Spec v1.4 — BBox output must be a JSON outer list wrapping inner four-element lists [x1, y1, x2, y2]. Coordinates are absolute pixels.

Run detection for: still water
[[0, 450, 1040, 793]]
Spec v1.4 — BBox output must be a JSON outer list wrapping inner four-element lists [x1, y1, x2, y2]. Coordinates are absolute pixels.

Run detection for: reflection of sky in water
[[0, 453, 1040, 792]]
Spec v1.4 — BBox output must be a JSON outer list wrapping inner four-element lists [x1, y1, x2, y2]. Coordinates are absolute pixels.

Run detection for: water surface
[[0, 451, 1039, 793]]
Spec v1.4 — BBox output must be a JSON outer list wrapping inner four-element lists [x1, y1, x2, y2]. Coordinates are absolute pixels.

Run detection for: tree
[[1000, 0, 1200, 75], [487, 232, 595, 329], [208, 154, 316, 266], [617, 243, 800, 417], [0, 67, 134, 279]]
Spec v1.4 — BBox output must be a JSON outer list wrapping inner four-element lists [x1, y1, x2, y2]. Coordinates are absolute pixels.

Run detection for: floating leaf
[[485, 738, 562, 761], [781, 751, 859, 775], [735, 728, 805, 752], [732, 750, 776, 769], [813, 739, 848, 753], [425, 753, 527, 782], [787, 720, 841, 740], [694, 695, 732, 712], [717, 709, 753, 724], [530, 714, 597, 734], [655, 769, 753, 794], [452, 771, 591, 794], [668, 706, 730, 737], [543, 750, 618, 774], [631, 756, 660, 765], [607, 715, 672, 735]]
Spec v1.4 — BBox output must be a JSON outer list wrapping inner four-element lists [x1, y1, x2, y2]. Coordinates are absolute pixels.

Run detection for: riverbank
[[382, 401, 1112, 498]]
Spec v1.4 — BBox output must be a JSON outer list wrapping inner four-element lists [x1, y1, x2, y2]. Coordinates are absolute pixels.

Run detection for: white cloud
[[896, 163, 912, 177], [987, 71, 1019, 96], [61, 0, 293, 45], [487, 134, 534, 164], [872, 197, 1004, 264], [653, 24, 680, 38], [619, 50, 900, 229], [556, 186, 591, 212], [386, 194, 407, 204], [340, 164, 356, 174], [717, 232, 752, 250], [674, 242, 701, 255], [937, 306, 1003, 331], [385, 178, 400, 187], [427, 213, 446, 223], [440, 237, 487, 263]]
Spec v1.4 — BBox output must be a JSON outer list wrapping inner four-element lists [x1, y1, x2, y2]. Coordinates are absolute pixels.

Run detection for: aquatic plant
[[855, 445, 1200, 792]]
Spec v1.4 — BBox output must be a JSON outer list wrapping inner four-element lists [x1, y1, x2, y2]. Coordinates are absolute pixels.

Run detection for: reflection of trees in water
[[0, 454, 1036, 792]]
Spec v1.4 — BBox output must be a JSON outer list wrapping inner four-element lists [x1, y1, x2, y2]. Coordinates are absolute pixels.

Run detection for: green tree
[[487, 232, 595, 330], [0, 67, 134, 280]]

_ _ _

- TASK BRIEF:
Reply with an exact copy of the lines running from the one containing "Run detection for: reflection of trees" through the end of the entries above, both ends included.

- SOLUTION TO THE PROBLEM:
Run detection for: reflection of trees in water
[[0, 454, 1036, 792]]
Spec v1.4 — BBox output must be a JSON outer list wrapping inner four-element lists [x1, y1, x2, y2]. Coordinates are absolute pixels.

Run detection for: green tree
[[487, 232, 595, 330], [0, 67, 134, 280]]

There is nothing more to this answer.